- What you have to do -
Turn the material below into a numbered list with one line per number, omitting any blank lines.

- Material provided -
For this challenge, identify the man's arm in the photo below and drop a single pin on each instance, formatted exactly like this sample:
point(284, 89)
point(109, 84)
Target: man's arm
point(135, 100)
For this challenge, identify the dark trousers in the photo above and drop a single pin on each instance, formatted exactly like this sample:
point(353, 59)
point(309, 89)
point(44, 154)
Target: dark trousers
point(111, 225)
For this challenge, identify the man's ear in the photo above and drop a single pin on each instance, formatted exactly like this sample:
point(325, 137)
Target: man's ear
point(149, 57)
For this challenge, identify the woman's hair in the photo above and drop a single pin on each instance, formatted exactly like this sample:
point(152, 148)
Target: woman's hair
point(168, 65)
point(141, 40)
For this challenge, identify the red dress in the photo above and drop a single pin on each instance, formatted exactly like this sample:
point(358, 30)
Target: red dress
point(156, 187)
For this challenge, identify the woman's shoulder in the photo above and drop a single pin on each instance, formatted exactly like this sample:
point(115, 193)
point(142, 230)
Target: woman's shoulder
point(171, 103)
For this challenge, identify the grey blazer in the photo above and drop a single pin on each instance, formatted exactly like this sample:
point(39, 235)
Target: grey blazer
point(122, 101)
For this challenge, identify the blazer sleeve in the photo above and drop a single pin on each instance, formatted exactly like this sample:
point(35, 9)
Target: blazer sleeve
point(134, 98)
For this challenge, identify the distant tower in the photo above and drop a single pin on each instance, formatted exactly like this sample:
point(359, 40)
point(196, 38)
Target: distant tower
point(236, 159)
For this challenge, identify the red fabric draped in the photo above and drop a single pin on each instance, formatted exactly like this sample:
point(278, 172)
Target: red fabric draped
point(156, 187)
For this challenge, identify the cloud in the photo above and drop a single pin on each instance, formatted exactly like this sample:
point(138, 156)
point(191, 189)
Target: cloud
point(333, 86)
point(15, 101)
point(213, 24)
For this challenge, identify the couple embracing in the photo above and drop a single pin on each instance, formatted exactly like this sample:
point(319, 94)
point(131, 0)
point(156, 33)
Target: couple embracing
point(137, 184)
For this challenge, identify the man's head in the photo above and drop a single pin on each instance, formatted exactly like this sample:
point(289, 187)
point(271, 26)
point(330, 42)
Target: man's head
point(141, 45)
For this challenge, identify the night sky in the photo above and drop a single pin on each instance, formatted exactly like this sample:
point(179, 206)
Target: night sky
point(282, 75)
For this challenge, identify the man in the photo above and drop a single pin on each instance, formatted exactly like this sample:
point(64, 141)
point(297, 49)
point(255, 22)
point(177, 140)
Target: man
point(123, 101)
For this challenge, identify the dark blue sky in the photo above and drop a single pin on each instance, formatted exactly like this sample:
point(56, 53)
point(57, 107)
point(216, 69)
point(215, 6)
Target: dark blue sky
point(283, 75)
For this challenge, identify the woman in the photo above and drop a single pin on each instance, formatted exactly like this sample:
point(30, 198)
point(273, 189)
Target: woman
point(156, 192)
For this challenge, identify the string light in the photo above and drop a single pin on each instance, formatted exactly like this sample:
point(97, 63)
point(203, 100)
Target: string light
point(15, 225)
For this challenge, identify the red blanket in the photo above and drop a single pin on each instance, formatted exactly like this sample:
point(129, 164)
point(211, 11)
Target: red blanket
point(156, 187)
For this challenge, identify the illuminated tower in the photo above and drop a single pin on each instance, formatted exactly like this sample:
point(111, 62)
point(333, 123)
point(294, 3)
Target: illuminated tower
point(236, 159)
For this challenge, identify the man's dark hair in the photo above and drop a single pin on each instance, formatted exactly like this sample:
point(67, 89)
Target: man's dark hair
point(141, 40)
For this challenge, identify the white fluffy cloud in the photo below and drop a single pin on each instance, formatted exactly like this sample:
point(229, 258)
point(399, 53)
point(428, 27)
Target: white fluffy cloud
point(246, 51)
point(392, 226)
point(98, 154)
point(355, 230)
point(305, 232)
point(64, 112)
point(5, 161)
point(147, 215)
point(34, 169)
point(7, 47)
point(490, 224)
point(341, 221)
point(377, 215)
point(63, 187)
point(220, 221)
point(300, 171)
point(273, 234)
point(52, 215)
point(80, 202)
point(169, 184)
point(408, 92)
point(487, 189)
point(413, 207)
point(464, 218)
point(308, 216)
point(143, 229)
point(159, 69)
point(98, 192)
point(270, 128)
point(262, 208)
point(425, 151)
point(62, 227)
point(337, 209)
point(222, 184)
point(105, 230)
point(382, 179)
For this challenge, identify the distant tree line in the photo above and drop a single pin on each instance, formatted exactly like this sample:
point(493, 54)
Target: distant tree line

- Complete answer -
1. For this challenge, identify the man's arm in the photo below and drop a single pin on each instance, formatted exactly like this sample:
2. point(284, 89)
3. point(109, 84)
4. Target: man's arm
5. point(135, 100)
6. For this challenge, identify the dark trousers in the photo above and drop a single pin on each instance, formatted exactly like this sample:
7. point(353, 59)
8. point(309, 89)
9. point(44, 154)
10. Target: dark trousers
11. point(111, 225)
12. For this challenge, identify the man's ear in the photo above and drop a single pin on each instance, formatted exactly like this sample:
13. point(325, 137)
14. Target: man's ear
15. point(149, 57)
16. For this challenge, identify the woman's hair in the photo above and drop a single pin on each instance, formatted exactly like this sample:
17. point(152, 148)
18. Target: woman's hair
19. point(168, 65)
20. point(141, 40)
21. For this challenge, identify the red dress in the photo above and drop a single pin on each instance, formatted exactly like this sample:
22. point(358, 30)
23. Target: red dress
24. point(156, 187)
25. For this challenge, identify the woman's shoulder in the photo above and drop a single pin on each instance, formatted exactly like this sample:
26. point(115, 193)
27. point(142, 230)
28. Target: woman's shoulder
29. point(171, 103)
30. For this challenge, identify the grey blazer in the photo above and drop a single pin on each instance, formatted exactly like this sample:
31. point(39, 235)
32. Target: grey blazer
33. point(122, 101)
34. For this challenge, identify the blazer sleeve in the photo above and drop a single pin on each instance, formatted exactly like this sample:
35. point(35, 9)
36. Target: blazer sleeve
37. point(134, 98)
38. For this challenge, identify the distant tower in the photo above and drop a single pin on each instance, formatted exactly like this sample:
39. point(359, 40)
40. point(196, 38)
41. Target: distant tower
42. point(236, 159)
43. For this challenge, identify the red fabric draped in the photo above and drop a single pin on each instance, formatted exactly like this sample:
44. point(278, 172)
45. Target: red fabric draped
46. point(156, 187)
47. For this challenge, identify the cloud in the photo above and drop a single pin on each instance, formatted exactly like this sample:
48. point(138, 156)
49. point(191, 189)
50. Target: cloud
51. point(333, 86)
52. point(15, 101)
53. point(213, 24)
54. For this challenge, identify the couple embracing in the photo above and drop a single pin on each instance, formatted exactly like this sample:
55. point(319, 94)
56. point(131, 0)
57. point(156, 33)
58. Target: couple embracing
59. point(137, 184)
60. For this challenge, identify the man's head in the photo above and drop a single pin on each instance, formatted exactly like this sample:
61. point(289, 187)
62. point(271, 26)
63. point(330, 42)
64. Target: man's head
65. point(141, 45)
66. For this challenge, identify the night sky in the photo above and drop a single pin on each instance, formatted exactly like this sample:
67. point(179, 206)
68. Target: night sky
69. point(282, 75)
70. For this challenge, identify the man in the photo above and drop a single pin on each instance, formatted exactly like this sample:
71. point(64, 141)
72. point(297, 49)
73. point(255, 22)
74. point(177, 140)
75. Target: man
76. point(123, 101)
77. For this challenge, identify the dark blue sky in the photo above and drop a single pin on each instance, formatted exactly like this sample:
78. point(56, 53)
79. point(57, 107)
80. point(216, 69)
81. point(215, 6)
82. Target: dark blue sky
83. point(283, 75)
84. For this challenge, identify the woman in the photo above and drop a single pin on each instance, formatted exactly like this sample:
85. point(30, 198)
86. point(273, 189)
87. Target: woman
88. point(156, 192)
89. For this challenge, identify the string light in the photo above and drop a single pin on each instance, formatted exactly like this sample:
90. point(97, 63)
91. point(203, 100)
92. Target: string light
93. point(15, 225)
94. For this challenge, identify the red blanket in the photo above and drop a single pin on each instance, formatted exactly like this sample:
95. point(129, 164)
96. point(211, 11)
97. Target: red blanket
98. point(156, 187)
99. For this challenge, identify the illuminated tower in the photo above and drop a single pin on each instance, formatted exactly like this sample:
100. point(111, 62)
101. point(333, 123)
102. point(294, 3)
103. Target: illuminated tower
104. point(236, 159)
105. For this challenge, identify the man's dark hair in the photo above and drop a single pin on each instance, formatted exactly like this sample:
106. point(67, 89)
107. Target: man's dark hair
108. point(141, 40)
109. For this challenge, identify the white fluffy cloud in the photo below and drop a single pin on each instance, formatted exactly like this sample:
110. point(229, 258)
111. point(399, 53)
112. point(428, 27)
113. Target: white fluffy cloud
114. point(246, 51)
115. point(392, 226)
116. point(98, 154)
117. point(355, 230)
118. point(305, 232)
119. point(64, 112)
120. point(5, 161)
121. point(147, 215)
122. point(34, 169)
123. point(7, 47)
124. point(490, 224)
125. point(341, 221)
126. point(377, 215)
127. point(63, 187)
128. point(220, 221)
129. point(300, 171)
130. point(273, 234)
131. point(52, 215)
132. point(80, 202)
133. point(169, 184)
134. point(408, 92)
135. point(487, 189)
136. point(413, 207)
137. point(464, 218)
138. point(308, 216)
139. point(143, 229)
140. point(159, 69)
141. point(98, 192)
142. point(270, 128)
143. point(262, 208)
144. point(425, 151)
145. point(62, 227)
146. point(337, 209)
147. point(222, 184)
148. point(105, 230)
149. point(382, 179)
150. For this challenge, identify the distant tree line in the photo above and drop a single pin on each instance, formatted exactly like this sample:
151. point(493, 54)
152. Target: distant tree line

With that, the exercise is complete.